This study proposes that the Chinese traditional cultural system is a set of material and nonmaterial element systems formed in the long-term survival practice. Traditional Chinese cultural elements are the basic unit of material and nonmaterial carriers that consist of the above system. This research proposes a theoretical method that directly extracts a complete classification of cultural elements from traditional Chinese cultural classics textrual data sources using natural language processing techniques, complex network model with its community detection method. The whole process leads to an objective, complete, and valid classification system of traditional Chinese cultural elements.
Based on the literature review of previous studies, this paper is organized as follows: Section 2 gives a brief review of the current research on the classification of traditional Chinese cultural elements and the application of complex networks in natural language processing; Section 3 describes the data course; Section 4 proposes the construction of a complex network of traditional Chinese cultural elements; Section 5 analyzes its network topology; Section 6 focuses on the theme detection and complete classification of this network; and Section 7 concludes with contributions of this study and scope for future research.
2. Literature Review
2.1. Classification of Traditional Chinese Cultural Elements
Although research regarding cultural elements’ extraction has made much progress, there is still a paucity of work, especially in establishing an objective, complete, and reliable classification method and system for traditional Chinese cultural elements. For example, Zhou et al. propose that cultural elements are condensations of cultural characteristics . Tai argues that traditional Chinese cultural elements include the characters, symbols, or customs that most Chinese people identify with, embody the Chinese nation’s traditional cultural spirit, and show national dignity and national interests. Tai divided these elements into two categories: tangible symbols and intangible spiritual symbols. In terms of application, the two categories are further divided into four parts: text, symbol, color, and spirit . Using cultural elements as a tool to deconstruct culture, Wang et al. point out that cultural elements cover clothing, food, housing, transport, and other people’s basic needs related to human survival. They argue that these elements should be classified into elements of tangible culture, institutional culture, and psychological culture . Based on this classification, they adopted a subjective and objective mixed method of word frequency analysis, sentiment analysis, and grounded theory to investigate the classification of cultural elements in tourism. They identified six types of elements: natural landscape images, architectural style patterns, community living atmosphere, remnants of work scenes, characters in rural stories, expression of inheritance skills, and local festival performances .
· · · ·
# Set tasks:
a) Reproduce the part of the passage on classifying traditional Chinese cultural elements starting at "This study proposes" and ending at "of traditional Chinese cultural elements.".
b) In the passage on classifying traditional Chinese cultural elements, what two categories did Tai divide these elements into?
The listing after this passage is separate material, unrelated to the passage.

# Available data:
· · · ·
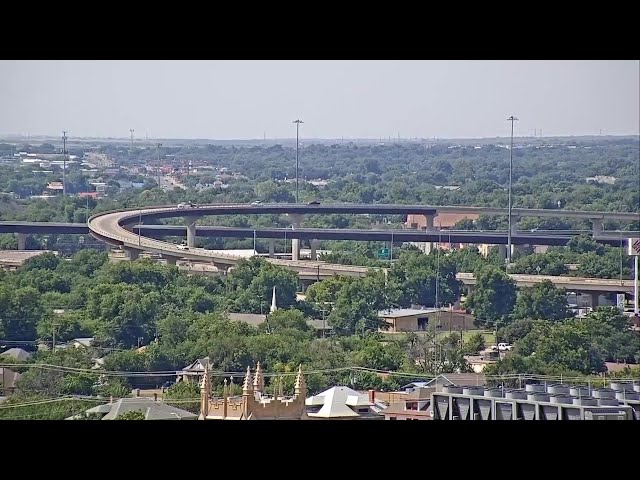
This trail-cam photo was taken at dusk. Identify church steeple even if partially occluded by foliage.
· · · ·
# Results:
a)
This study proposes that the Chinese traditional cultural system is a set of material and nonmaterial element systems formed in the long-term survival practice. Traditional Chinese cultural elements are the basic unit of material and nonmaterial carriers that consist of the above system. This research proposes a theoretical method that directly extracts a complete classification of cultural elements from traditional Chinese cultural classics textrual data sources using natural language processing techniques, complex network model with its community detection method. The whole process leads to an objective, complete, and valid classification system of traditional Chinese cultural elements.

b) Tangible symbols and intangible spiritual symbols.